• Reading passage
LWA Pulsar Data Reduction Tutorial

Accompanying lecture: LWA Pulsar Data Reduction

Intro

LWA Pulsar data is reduced to a large number of data products with the intent to allow for us to do whatever reduction we wish to do and also to allow any future pulsar astronomers who grab the data from the LWA Pulsar Data Archive to do whatever it is they want to do. We reduce the data in such a way that there are files that support the following pulsar science:

  • Pulsar Timing
  • Polarization studies
  • Analysis of individual pulses
  • Pulse Profile vs frequency/time/whatever
  • Flux density measurements
  • Study of low frequency radio frequency interference

A typical LWA pulsar observation results in about 130 files that are useful for some sort of pulsar study. Of course, this is a fairly complicated process, but luckily the hard work has already been done to develop the various tools needed.

Checking a file for “timetag errors”

A station of the LWA consists of ~256 dipole antennas each with two polarizations for a total of 512 signals. These signals go into an analog receiver (ARX or ASP) and then into a digital processor (DP) which then sends the data into “Data Recorders” where the signal is written to a set of disks. If there is a slow down in DP or when writing the disks, there can be a break in the data. In order to know whether or not such a break has occurred, the data are recorded in pieces that we call “frames”. Each frame has a time tag recorded with it to let us know what time the data corresponds to. If there is a break in the data, we can tell from these time tags and we call these “timetag errors”. So, before getting into the rest of the data analysis, it is generally a good idea to check for these timetag errors at the beginning. This can be done using the command:

$ /usr/local/extensions/Commissioning//DRX/fastDRXCheck.py FILENAME

It would be useful to look at a case for a good file and for a bad one so that you know what you are looking for. Okay, so first a good file:

$ /home/jdowell/fastDRXCheck.py /data/network/recent_data/uvastudent/J1929+00/058043_000733414
Valid Byte Ranges:
             0, 569678328288 -> 530.554 GB or 138.003 Mframes
-> 100.0% contiguous in 4096 frame blocks

This says that the file goes from byte 0 to byte 569678328288 without any errors, so the file seems to not have any timetag issues. Now lets take a look at a file with one timetag error:

$ /home/jdowell/fastDRXCheck.py /data/network/recent_data/uvastudent/J1929+00/058043_000733413
Valid Byte Ranges:
             0,  90751227552 ->  84.519 GB or  21.984 Mframes
   90785997696, 569681316960 -> 446.006 GB or 116.011 Mframes
-> 100.0% contiguous in 4096 frame blocks

You can see that the output now has two lines and that there seems to be an error about 84.5 GB into the file. If you get a timetag error, typically the easiest thing to do is just split the file and process the pieces independently. You will have to let me know that you have timetag errors and I will split the file for you, because your account does not have write access to the directory in which the raw data is kept.

“Simple” LWA data reduction

As I mentioned earlier, the full processing of LWA pulsar data can be complicated, but fortunately the hard work has been done previosly and if everything goes right, there are just two simple commands that are necessary.

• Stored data

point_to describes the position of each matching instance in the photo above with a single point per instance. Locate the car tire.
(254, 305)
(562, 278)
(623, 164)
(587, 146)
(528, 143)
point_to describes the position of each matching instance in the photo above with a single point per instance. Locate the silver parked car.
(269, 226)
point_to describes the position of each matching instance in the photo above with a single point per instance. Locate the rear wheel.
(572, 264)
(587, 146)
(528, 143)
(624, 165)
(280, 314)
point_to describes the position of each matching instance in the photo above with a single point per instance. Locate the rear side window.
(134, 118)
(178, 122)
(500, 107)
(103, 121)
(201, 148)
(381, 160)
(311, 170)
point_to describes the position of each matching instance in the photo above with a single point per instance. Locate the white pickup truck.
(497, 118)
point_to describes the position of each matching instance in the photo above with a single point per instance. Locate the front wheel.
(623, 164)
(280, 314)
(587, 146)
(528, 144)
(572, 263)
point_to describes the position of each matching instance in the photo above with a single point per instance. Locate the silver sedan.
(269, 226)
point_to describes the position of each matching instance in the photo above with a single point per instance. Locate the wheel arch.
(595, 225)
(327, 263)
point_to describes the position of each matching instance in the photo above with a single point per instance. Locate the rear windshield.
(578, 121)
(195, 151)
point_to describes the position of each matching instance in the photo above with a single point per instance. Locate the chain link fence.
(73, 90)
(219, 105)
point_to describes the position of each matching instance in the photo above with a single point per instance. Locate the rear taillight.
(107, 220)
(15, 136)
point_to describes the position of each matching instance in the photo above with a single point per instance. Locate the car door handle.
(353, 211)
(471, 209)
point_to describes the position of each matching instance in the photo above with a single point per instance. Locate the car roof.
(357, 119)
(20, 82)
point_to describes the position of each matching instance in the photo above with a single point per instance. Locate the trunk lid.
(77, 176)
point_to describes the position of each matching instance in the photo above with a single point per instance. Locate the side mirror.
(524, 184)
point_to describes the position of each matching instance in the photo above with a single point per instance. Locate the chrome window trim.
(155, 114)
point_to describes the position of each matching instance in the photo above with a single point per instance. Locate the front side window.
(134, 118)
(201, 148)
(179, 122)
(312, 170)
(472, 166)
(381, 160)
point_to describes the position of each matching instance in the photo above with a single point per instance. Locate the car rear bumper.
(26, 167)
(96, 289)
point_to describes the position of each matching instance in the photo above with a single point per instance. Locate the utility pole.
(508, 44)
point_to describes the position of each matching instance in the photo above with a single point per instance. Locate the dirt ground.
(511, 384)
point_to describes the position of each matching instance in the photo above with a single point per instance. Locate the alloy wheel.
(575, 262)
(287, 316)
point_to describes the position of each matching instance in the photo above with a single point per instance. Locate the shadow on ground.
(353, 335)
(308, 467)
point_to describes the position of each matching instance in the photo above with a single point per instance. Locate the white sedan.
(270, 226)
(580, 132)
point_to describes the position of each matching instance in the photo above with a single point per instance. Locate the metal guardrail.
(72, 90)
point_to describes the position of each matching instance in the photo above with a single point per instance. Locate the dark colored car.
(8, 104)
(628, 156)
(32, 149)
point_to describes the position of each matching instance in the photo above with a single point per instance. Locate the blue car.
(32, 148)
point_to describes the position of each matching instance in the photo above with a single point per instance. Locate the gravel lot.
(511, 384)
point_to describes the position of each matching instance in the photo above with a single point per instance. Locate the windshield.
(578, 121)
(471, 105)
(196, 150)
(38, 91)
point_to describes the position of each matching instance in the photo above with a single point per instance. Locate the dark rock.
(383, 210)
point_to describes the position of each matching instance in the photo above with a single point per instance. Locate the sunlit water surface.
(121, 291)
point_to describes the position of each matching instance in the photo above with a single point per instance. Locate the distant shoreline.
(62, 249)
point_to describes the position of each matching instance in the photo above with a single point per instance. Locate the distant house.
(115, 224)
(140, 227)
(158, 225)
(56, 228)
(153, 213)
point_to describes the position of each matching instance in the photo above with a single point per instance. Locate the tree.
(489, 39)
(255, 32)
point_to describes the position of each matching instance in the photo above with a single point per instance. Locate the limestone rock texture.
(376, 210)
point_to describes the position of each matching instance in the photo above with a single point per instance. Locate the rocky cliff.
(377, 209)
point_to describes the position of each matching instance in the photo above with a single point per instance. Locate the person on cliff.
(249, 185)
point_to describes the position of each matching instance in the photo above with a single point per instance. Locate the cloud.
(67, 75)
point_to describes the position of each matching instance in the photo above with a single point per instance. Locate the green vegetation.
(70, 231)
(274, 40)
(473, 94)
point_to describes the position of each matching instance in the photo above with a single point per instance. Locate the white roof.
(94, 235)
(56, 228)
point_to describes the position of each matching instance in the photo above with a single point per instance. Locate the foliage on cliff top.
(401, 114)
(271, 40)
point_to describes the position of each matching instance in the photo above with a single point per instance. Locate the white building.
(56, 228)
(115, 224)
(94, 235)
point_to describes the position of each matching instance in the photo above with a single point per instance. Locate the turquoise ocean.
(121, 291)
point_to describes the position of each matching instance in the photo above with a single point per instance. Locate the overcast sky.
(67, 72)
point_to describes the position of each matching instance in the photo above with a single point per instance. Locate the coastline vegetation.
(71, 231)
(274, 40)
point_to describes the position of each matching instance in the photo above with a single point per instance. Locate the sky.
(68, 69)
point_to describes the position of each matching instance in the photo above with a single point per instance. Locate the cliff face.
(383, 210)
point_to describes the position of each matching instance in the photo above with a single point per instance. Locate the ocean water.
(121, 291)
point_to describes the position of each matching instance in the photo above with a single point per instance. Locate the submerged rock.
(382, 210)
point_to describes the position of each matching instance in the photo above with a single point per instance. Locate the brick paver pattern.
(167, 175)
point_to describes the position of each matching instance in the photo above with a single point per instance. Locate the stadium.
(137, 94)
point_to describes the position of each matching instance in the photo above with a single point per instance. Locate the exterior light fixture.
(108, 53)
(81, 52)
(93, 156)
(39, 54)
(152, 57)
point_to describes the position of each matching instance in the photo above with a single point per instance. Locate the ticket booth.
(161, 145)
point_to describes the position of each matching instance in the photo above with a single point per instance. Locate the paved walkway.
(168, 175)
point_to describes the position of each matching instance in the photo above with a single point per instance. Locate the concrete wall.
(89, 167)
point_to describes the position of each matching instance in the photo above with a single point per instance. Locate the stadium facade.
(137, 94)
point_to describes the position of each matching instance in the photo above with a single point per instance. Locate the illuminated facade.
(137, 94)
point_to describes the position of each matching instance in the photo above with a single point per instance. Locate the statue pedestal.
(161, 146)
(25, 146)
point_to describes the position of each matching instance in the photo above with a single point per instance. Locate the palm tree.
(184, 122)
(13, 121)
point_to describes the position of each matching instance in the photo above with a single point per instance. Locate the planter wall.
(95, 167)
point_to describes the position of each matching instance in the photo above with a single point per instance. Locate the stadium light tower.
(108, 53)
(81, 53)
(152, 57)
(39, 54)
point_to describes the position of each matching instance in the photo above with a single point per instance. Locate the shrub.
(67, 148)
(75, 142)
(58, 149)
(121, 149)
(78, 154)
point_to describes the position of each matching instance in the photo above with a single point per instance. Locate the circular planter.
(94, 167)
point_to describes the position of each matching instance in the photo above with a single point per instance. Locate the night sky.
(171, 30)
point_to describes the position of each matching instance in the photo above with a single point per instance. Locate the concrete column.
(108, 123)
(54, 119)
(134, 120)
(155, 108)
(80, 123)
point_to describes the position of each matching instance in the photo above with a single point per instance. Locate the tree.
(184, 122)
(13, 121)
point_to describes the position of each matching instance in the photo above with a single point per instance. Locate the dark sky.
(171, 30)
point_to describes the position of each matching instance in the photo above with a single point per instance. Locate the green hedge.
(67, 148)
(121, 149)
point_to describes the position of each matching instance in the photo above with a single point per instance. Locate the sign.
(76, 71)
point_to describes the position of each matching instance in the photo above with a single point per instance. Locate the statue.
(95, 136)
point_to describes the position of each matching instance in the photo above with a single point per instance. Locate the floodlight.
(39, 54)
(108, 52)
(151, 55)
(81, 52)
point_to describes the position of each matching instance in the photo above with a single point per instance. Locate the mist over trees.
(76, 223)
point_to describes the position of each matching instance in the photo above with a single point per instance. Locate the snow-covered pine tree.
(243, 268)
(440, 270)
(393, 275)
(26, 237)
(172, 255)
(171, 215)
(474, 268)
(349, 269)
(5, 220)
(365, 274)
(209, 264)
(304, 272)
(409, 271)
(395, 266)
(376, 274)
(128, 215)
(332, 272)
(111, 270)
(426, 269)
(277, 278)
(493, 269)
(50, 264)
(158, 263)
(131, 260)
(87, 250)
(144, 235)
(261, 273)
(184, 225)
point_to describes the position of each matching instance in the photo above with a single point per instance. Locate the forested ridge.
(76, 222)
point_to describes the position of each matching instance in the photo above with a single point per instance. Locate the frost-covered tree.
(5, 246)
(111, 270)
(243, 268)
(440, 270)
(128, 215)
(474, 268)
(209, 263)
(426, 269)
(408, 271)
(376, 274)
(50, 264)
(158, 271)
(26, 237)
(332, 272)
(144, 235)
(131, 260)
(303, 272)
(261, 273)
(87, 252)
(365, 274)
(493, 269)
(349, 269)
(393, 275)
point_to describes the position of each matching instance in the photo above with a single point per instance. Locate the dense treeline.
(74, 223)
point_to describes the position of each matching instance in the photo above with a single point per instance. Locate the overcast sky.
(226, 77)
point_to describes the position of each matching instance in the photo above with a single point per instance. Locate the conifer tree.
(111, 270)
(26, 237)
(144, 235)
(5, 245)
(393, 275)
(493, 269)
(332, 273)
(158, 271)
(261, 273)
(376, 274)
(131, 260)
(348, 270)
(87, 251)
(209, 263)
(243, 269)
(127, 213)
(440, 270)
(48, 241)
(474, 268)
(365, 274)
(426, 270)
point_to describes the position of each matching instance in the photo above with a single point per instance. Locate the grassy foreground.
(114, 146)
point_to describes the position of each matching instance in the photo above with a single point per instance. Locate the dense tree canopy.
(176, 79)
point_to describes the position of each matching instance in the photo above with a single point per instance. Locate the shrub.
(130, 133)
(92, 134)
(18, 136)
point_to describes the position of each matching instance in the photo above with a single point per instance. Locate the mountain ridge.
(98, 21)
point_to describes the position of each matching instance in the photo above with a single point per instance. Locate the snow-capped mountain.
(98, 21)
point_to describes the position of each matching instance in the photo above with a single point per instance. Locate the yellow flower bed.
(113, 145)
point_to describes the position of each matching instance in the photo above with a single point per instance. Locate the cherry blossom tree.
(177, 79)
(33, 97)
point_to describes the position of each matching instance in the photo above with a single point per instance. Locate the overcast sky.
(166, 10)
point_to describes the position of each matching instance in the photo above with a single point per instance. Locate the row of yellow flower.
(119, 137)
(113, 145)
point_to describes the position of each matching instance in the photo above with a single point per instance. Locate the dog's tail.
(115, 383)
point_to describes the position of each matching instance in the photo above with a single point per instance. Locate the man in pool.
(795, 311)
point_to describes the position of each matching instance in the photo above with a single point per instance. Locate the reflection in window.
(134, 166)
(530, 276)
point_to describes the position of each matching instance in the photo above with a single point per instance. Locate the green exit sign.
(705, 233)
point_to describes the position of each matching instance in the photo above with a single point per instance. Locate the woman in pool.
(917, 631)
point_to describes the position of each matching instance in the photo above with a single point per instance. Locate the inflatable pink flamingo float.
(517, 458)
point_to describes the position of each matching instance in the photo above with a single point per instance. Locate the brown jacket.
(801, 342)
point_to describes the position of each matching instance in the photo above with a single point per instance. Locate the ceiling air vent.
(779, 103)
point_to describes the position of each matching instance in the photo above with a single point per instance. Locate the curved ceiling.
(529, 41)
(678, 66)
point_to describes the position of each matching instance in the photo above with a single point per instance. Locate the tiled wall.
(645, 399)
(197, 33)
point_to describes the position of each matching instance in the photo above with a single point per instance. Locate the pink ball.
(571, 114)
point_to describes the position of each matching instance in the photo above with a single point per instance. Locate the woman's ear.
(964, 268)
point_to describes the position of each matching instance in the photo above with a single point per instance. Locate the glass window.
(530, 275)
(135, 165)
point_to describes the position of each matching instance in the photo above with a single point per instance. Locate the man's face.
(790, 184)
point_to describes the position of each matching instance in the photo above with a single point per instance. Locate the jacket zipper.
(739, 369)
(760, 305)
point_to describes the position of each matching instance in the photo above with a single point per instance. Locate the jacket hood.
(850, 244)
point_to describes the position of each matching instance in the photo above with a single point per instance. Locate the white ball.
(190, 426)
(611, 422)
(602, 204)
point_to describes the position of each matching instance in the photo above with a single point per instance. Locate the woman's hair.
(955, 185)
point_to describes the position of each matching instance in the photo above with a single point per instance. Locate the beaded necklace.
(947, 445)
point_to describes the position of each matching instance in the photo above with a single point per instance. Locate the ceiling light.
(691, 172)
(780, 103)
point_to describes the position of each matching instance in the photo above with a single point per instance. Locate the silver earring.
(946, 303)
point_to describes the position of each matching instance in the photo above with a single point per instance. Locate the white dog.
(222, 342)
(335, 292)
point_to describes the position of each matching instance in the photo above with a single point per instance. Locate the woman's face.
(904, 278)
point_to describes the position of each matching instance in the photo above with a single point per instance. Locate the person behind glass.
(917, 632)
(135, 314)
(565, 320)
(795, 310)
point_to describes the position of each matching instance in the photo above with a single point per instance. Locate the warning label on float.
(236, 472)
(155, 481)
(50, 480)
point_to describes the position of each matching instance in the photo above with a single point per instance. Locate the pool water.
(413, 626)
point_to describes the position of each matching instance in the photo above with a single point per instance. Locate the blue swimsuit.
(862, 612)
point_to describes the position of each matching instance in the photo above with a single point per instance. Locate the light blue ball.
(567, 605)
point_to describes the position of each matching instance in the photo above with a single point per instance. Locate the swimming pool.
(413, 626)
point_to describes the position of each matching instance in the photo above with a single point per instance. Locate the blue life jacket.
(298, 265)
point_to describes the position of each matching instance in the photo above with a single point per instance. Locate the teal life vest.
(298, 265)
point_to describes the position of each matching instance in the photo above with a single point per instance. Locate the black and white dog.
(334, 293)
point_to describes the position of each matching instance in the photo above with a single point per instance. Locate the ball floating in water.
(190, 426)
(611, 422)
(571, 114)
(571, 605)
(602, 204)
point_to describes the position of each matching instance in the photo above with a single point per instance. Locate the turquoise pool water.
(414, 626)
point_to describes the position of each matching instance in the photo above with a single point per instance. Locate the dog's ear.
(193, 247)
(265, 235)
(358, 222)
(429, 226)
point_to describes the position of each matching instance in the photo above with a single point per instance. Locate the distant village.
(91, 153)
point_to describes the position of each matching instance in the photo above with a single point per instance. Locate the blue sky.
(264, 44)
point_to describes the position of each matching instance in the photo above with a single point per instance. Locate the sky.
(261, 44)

• Exercise 1
In the pulsar data reduction tutorial, why must a user with a timetag error report it instead of splitting the file personally? Answer in one to three sentences.
• Exercise 2
Carry on the pulsar data reduction tutorial from the point where it stops.
The rows play no part in the tasks.

• Final result 1
The user's account does not have write access to the directory that holds the raw data. The author must therefore split the file.

• Final result 2
$ /home/kstovall/bin/makereducepulsar.py PSRNAME 0/1 FILENAMES > Make.psr
$ make -j6 -l10 -f Make.psr > reducepulsar.out &

So, what do these commands do? First, let’s take a look at:

$ /home/kstovall/bin/makereducepulsar.py PSRNAME 0/1 FILENAMES > Make.psr

This is “simply” a script written in Python that takes the names of the LWA raw data files that you supply (FILENAMES) and generates a GNU Makefile (which we redirected to the file named Make.psr) that can be used to generate all of the reduced data products for the specified pulsar (PSRNAME) to be put in the LWA Pulsar Archive. Some of these data products are what you will be using to “time” your pulsar. The “0” or “1” that is supplied as the second argument to the script tells it either to combine the data from the two files (“1”) or not (“0”). Typically, pulsar observations are done using 2 beams and if you have both files and they are free from timetag errors, then this should be a “1”.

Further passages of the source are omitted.